Instruction — Gather each line below that contains the string "branch", and treat uppercase and lowercase letters as different.

Data to process —
-- Begin --

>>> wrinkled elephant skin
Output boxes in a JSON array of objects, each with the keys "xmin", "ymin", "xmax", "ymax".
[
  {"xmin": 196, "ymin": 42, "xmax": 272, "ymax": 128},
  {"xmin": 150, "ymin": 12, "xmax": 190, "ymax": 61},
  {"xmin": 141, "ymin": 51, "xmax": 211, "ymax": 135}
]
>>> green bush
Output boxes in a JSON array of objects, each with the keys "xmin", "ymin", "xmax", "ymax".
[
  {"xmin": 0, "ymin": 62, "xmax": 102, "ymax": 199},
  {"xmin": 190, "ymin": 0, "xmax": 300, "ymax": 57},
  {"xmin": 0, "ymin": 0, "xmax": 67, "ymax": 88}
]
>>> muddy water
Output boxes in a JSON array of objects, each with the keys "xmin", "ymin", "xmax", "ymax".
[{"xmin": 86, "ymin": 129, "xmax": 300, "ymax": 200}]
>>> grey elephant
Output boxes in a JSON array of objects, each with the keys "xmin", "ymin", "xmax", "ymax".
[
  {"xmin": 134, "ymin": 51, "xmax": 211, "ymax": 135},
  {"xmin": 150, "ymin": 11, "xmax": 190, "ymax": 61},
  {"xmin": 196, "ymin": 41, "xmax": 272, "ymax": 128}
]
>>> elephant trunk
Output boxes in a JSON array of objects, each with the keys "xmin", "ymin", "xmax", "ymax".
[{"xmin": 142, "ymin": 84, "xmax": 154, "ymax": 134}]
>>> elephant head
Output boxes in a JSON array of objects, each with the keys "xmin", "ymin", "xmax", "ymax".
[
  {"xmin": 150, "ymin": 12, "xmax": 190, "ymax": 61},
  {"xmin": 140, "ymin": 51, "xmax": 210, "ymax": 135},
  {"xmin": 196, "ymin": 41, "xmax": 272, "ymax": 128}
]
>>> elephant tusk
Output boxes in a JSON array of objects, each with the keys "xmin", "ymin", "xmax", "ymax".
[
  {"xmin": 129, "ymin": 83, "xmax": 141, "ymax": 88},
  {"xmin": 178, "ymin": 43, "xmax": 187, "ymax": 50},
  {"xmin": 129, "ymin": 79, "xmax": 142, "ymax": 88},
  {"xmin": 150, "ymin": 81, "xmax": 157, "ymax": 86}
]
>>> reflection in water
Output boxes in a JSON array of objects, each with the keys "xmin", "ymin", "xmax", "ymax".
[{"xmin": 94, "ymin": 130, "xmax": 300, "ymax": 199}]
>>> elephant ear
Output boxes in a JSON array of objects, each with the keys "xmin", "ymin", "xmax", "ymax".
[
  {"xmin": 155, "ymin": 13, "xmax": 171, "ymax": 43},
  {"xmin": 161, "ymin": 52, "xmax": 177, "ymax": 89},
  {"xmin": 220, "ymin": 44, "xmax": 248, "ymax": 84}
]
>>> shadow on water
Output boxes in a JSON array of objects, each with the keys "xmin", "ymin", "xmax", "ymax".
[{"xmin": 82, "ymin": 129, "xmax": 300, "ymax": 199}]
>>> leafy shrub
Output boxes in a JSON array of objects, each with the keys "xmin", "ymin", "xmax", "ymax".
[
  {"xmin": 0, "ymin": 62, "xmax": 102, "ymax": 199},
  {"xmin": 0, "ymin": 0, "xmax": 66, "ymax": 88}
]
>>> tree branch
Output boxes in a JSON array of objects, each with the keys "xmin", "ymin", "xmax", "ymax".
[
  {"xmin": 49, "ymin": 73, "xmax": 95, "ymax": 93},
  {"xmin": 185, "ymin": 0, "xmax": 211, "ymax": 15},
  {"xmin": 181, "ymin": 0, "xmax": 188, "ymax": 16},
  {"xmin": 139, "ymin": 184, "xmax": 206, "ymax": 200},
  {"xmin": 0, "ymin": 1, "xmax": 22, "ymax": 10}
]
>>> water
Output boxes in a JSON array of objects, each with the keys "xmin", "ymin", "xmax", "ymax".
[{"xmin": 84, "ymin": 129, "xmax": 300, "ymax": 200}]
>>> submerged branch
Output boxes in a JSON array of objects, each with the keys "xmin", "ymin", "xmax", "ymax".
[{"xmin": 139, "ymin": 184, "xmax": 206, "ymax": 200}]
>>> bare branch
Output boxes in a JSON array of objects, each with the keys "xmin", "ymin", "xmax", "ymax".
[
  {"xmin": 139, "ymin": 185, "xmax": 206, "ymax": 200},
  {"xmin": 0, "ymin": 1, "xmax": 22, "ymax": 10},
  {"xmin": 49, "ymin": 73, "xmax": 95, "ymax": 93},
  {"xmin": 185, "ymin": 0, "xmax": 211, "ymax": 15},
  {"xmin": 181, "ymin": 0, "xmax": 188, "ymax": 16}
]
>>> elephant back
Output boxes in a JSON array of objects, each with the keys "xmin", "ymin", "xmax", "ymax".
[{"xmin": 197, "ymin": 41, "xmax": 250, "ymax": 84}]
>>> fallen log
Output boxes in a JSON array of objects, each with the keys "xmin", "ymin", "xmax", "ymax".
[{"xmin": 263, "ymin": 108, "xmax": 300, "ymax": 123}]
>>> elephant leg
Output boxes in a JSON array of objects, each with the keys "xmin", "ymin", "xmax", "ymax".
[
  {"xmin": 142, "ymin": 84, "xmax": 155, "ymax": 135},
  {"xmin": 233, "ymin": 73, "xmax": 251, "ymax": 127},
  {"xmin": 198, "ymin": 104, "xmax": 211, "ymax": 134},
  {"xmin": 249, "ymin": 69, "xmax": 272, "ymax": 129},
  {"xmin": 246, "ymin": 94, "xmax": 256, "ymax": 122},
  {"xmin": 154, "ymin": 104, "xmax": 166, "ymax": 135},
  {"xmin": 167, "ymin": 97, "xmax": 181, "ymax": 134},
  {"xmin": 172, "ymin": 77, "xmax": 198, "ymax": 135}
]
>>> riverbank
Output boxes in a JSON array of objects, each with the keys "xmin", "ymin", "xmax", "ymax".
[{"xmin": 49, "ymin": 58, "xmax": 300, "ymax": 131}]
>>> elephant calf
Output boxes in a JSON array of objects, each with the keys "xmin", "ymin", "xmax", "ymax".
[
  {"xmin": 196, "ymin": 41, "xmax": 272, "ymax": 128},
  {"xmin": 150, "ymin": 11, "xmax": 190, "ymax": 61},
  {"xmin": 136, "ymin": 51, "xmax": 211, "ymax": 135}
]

-- End --

Task result —
>>> tree branch
>>> submerged branch
>>> bare branch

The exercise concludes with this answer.